Text excerpt:
»»
Overview of Presentations Skills

Overview of Presentations Skills

Presentation Skills for Reliability Engineers

We often present proposals and reports. We talk about the plan or results. We want funding, approval, or action. We need excellent presentation skills.

Excellent communication skills is often on job openings. It is not there by chance. Your ability to communicate well, especially via presentations is vital for your success and the success of your reliability program.

If your team, peers, or management do not understand your proposal or report when you present, few will take the time to read the material instead. Your presentation skills provide the incentive for action from your audience. Action you can guide using your presentation skills.

What are presentation skills

We commonly think of presentation skills as the ability to speak to a group often accompanied by slides. A presentation is not just a PowerPoint set of slide, it is what you say, too.

The skill is in the crafting of the presentation along with any supporting materials, such as slides. Many, confuse creating the slides as creating a presentation.

Here is a short list of presentation elements that require some work to perform well:

  • Understand the audience
  • Understand the message or desired outcome
  • Understand the constraints around the presentation
  • Design the structure of your presentation (story, timeline, proposal, etc.)
««
Data records:
»»
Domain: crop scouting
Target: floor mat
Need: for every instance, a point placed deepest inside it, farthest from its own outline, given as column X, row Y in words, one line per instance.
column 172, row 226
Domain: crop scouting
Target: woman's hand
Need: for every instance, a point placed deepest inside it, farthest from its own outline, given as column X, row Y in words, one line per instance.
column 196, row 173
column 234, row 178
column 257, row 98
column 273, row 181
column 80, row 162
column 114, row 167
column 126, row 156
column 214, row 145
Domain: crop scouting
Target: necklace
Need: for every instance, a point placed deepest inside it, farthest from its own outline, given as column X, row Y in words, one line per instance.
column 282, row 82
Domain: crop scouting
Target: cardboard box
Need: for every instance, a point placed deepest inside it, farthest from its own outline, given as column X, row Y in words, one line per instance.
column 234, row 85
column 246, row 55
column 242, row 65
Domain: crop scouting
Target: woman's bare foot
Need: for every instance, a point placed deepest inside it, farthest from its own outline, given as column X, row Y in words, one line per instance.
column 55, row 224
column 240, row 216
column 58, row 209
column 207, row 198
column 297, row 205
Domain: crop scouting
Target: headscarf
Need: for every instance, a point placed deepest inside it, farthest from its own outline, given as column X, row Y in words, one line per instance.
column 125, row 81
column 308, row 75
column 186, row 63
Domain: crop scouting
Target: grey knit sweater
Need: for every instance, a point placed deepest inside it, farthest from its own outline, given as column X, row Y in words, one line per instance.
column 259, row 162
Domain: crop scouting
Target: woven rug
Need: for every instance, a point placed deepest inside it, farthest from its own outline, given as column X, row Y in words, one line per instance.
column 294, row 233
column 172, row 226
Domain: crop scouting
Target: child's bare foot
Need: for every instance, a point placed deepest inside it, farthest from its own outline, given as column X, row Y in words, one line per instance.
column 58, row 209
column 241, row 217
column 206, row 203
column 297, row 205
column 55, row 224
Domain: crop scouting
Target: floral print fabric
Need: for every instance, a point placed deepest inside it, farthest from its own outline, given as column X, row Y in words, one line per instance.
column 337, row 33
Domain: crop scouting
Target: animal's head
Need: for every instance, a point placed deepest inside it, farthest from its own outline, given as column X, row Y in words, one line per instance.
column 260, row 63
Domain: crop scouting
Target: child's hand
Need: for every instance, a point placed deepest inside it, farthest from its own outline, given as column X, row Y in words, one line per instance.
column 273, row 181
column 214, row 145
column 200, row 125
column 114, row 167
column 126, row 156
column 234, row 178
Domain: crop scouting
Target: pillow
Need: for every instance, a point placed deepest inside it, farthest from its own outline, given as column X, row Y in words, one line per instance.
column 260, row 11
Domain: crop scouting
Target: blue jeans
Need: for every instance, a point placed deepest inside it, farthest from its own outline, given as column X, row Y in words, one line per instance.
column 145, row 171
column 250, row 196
««
To-do list:
1/ Write out the passage from the presentation skills text, beginning at the words "We commonly think" and stopping after "timeline, proposal, etc.)".
2/ In the presentation skills text, what do many people mistake for creating a presentation?
The items come from a separate source and are not part of the presentation skills text.

Expected responses:
1/
We commonly think of presentation skills as the ability to speak to a group often accompanied by slides. A presentation is not just a PowerPoint set of slide, it is what you say, too.

The skill is in the crafting of the presentation along with any supporting materials, such as slides. Many, confuse creating the slides as creating a presentation.

Here is a short list of presentation elements that require some work to perform well:

  • Understand the audience
  • Understand the message or desired outcome
  • Understand the constraints around the presentation
  • Design the structure of your presentation (story, timeline, proposal, etc.)

2/ Creating the slides.